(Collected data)
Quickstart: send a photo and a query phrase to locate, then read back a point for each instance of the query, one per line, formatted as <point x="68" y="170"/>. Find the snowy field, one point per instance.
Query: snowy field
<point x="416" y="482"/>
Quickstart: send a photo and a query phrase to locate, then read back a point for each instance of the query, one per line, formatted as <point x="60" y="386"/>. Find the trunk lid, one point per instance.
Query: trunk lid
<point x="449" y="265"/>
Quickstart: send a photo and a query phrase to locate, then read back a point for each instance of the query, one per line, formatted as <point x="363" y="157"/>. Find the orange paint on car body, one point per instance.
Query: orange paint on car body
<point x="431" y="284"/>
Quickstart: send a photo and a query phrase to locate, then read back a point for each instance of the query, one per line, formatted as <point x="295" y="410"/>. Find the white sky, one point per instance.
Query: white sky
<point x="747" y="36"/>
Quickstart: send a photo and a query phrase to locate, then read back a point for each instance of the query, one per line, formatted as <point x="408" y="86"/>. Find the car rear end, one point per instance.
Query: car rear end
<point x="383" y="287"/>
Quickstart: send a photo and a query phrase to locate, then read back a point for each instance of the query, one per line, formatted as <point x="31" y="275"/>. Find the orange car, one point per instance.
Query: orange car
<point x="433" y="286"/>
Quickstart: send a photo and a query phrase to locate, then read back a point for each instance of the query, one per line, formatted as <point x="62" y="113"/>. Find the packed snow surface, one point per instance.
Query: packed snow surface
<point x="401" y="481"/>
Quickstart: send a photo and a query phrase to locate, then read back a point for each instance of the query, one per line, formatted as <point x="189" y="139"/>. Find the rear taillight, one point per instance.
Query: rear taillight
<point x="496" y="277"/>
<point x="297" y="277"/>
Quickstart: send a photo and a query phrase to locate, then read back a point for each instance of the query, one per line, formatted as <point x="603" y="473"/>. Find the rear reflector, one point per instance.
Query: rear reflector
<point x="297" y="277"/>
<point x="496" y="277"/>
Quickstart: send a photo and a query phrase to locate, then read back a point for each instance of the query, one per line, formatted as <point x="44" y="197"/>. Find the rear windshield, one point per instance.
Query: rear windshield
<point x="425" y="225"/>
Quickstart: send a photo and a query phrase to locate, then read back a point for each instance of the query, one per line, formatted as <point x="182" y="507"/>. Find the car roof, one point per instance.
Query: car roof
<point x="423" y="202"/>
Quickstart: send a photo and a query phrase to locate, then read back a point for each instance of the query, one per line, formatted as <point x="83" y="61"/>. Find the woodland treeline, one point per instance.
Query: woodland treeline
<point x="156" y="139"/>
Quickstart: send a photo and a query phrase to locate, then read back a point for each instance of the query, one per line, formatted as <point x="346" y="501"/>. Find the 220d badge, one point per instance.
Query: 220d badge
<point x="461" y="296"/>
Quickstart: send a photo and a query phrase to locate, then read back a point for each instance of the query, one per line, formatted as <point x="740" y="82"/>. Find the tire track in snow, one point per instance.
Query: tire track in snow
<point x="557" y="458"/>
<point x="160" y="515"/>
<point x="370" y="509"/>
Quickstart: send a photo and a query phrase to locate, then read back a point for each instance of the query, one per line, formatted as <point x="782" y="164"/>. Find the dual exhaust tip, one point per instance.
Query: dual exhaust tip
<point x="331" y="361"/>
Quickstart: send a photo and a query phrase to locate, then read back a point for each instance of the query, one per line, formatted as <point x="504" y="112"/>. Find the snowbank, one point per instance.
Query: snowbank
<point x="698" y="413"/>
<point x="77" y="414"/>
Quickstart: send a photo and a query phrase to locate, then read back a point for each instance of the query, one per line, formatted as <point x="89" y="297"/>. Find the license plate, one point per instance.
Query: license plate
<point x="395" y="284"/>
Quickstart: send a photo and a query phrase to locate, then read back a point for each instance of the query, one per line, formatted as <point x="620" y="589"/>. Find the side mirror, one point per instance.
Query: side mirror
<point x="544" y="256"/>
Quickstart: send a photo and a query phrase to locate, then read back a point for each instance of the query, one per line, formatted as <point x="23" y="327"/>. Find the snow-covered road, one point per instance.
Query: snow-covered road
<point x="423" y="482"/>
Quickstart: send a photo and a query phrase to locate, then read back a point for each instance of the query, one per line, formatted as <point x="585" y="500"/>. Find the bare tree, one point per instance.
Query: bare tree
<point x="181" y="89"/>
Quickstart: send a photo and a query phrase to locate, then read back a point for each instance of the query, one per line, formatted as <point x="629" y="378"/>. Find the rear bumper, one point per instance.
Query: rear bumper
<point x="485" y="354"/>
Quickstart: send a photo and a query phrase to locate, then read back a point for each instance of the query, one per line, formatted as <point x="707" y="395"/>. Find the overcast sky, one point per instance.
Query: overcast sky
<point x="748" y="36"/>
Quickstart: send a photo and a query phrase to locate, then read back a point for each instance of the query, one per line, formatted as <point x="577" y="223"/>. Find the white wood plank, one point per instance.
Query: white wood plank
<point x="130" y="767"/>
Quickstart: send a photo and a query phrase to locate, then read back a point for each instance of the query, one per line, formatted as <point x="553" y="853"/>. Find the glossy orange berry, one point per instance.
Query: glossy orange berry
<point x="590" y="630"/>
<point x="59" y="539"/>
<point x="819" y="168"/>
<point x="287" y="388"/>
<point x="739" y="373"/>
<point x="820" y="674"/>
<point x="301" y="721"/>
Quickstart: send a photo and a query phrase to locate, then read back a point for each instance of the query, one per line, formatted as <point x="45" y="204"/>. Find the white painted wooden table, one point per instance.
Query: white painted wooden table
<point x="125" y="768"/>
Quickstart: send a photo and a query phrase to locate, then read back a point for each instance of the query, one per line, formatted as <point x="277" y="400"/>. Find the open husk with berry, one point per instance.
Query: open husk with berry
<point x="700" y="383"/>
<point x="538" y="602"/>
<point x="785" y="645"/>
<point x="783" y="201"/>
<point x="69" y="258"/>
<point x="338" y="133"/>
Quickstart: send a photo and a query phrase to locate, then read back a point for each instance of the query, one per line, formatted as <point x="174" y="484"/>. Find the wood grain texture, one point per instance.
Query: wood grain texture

Goal of the exercise:
Recite the full listing above exactly.

Output below:
Quickstart: send a photo and a query phrase to locate, then read back a point for each instance of the query, one per line, formatted as <point x="68" y="170"/>. Find the snowy field, one point per instance.
Query: snowy field
<point x="416" y="482"/>
Quickstart: send a photo and a query phrase to locate, then read back a point for each instance of the query, one per line, formatted as <point x="60" y="386"/>. Find the trunk lid, one point per instance.
Query: trunk lid
<point x="449" y="265"/>
Quickstart: send a photo and a query phrase to locate, then read back a point for each instance of the query, one per line, formatted as <point x="363" y="157"/>. Find the orange paint on car body, one point per instance.
Query: orange paint on car body
<point x="431" y="284"/>
Quickstart: send a photo and a query phrase to locate, then read back a point for each instance of the query, one per line, formatted as <point x="295" y="410"/>. Find the white sky, one point per instance.
Query: white sky
<point x="747" y="36"/>
Quickstart: send a photo and a query phrase to locate, then read back a point for each instance of the query, one per line, formatted as <point x="408" y="86"/>. Find the car rear end, one point per instance.
Query: car rear end
<point x="383" y="287"/>
Quickstart: send a photo and a query phrase to locate, then read back a point for each instance of the query, one per line, formatted as <point x="31" y="275"/>. Find the orange car, one point per instance.
Query: orange car
<point x="433" y="286"/>
Quickstart: send a photo and a query phrase to locate, then read back a point for each instance of the query, one per line, formatted as <point x="62" y="113"/>. Find the packed snow surface, one point per instance.
Query: packed snow surface
<point x="401" y="481"/>
Quickstart: send a photo and a query phrase to locate, then read back a point for each instance of the query, one per line, formatted as <point x="189" y="139"/>. Find the rear taillight, one point per instance.
Query: rear taillight
<point x="496" y="277"/>
<point x="297" y="277"/>
Quickstart: send a photo and a query phrase to locate, then read back a point for each instance of the query, one per line, formatted as <point x="603" y="473"/>. Find the rear reflector, one point per instance.
Query: rear reflector
<point x="297" y="277"/>
<point x="496" y="277"/>
Quickstart: send a photo and a query phrase to locate, then read back a point for each instance of the query, one per line, formatted as <point x="44" y="197"/>. Find the rear windshield, one point per instance.
Query: rear windshield
<point x="425" y="225"/>
Quickstart: send a photo and a query phrase to locate, then read back a point for each instance of the query, one per line, formatted as <point x="182" y="507"/>. Find the car roof, one point per instance.
Query: car roof
<point x="423" y="202"/>
Quickstart: send a photo and a query phrase to locate, then read back a point for each instance of the query, one per line, formatted as <point x="83" y="61"/>. Find the woodland treeline, one point per instance.
Query: woodland treeline
<point x="156" y="139"/>
Quickstart: send a photo and a query phrase to locate, then read back a point for each instance of the query, one per line, formatted as <point x="346" y="501"/>. Find the 220d badge, one point per instance.
Query: 220d badge
<point x="461" y="296"/>
Quickstart: send a photo and a query phrase to locate, then read back a point for each instance of the query, one per line, formatted as <point x="740" y="82"/>. Find the tire track in snow, one point per instance.
Query: tire track in snow
<point x="557" y="458"/>
<point x="160" y="515"/>
<point x="370" y="509"/>
Quickstart: send a photo and a query phrase to locate, then read back a point for each instance of the query, one per line, formatted as <point x="782" y="164"/>. Find the dual exhaust tip, one point per instance.
Query: dual exhaust tip
<point x="331" y="361"/>
Quickstart: send a photo and a query phrase to locate, then read back a point for each instance of the query, one per line, formatted as <point x="504" y="112"/>. Find the snowbank, one point per instance.
Query: snowbank
<point x="698" y="413"/>
<point x="77" y="414"/>
Quickstart: send a photo and a query phrase to locate, then read back a point for each instance of the query, one per line, formatted as <point x="89" y="297"/>. Find the license plate, one point per instance.
Query: license plate
<point x="395" y="284"/>
Quickstart: send a photo and a query phrase to locate, then read back a point for each instance of the query, one per line, formatted as <point x="620" y="589"/>. Find the side mirror, one point per instance.
Query: side mirror
<point x="544" y="256"/>
Quickstart: send a photo and a query phrase to locate, then read back a point for each instance of the query, one per line, formatted as <point x="23" y="327"/>. Find the snow-covered road, one point per instance.
Query: snow-covered road
<point x="423" y="482"/>
Quickstart: send a photo and a query phrase to locate, then read back a point for each instance of the query, one per line, formatted as <point x="585" y="500"/>. Find the bare tree, one point per instance.
Query: bare tree
<point x="181" y="89"/>
Quickstart: send a photo and a query phrase to locate, then read back a point for each instance of the query, one per line, formatted as <point x="629" y="378"/>. Find the rear bumper, one point per instance.
Query: rear bumper
<point x="485" y="354"/>
Quickstart: send a photo and a query phrase to locate, then read back a point for each instance of the query, one per line, formatted as <point x="707" y="395"/>. Find the overcast sky, one point per instance.
Query: overcast sky
<point x="748" y="36"/>
Quickstart: send a photo and a query phrase to locate, then read back a point for each instance of the query, one per line, formatted as <point x="577" y="223"/>. Find the white wood plank, one point per instance.
Query: white wood plank
<point x="130" y="767"/>
Quickstart: send a photo and a query phrase to locate, then read back a point for each instance of the query, one per line, formatted as <point x="553" y="853"/>. Find the glossy orange berry, one point per instance.
Query: glossy orange berry
<point x="590" y="630"/>
<point x="59" y="539"/>
<point x="819" y="168"/>
<point x="287" y="388"/>
<point x="739" y="373"/>
<point x="820" y="674"/>
<point x="301" y="721"/>
Quickstart: send a photo and a query phrase to locate, then read back a point for each instance of the query, one per line, formatted as <point x="45" y="204"/>. Find the white painted wooden table, one point per instance.
Query: white painted wooden table
<point x="125" y="768"/>
Quickstart: send a photo and a query phrase to locate, then read back a point for each instance of the query, one per line, formatted as <point x="277" y="400"/>. Find the open husk with berry, one point per instance.
Query: open husk with berry
<point x="700" y="383"/>
<point x="538" y="602"/>
<point x="785" y="645"/>
<point x="783" y="201"/>
<point x="69" y="258"/>
<point x="338" y="133"/>
Quickstart: send a photo and a query phrase to locate, then read back a point for each instance of the query, one per line, formatted as <point x="174" y="484"/>. Find the wood grain texture, one point per instance.
Query: wood grain texture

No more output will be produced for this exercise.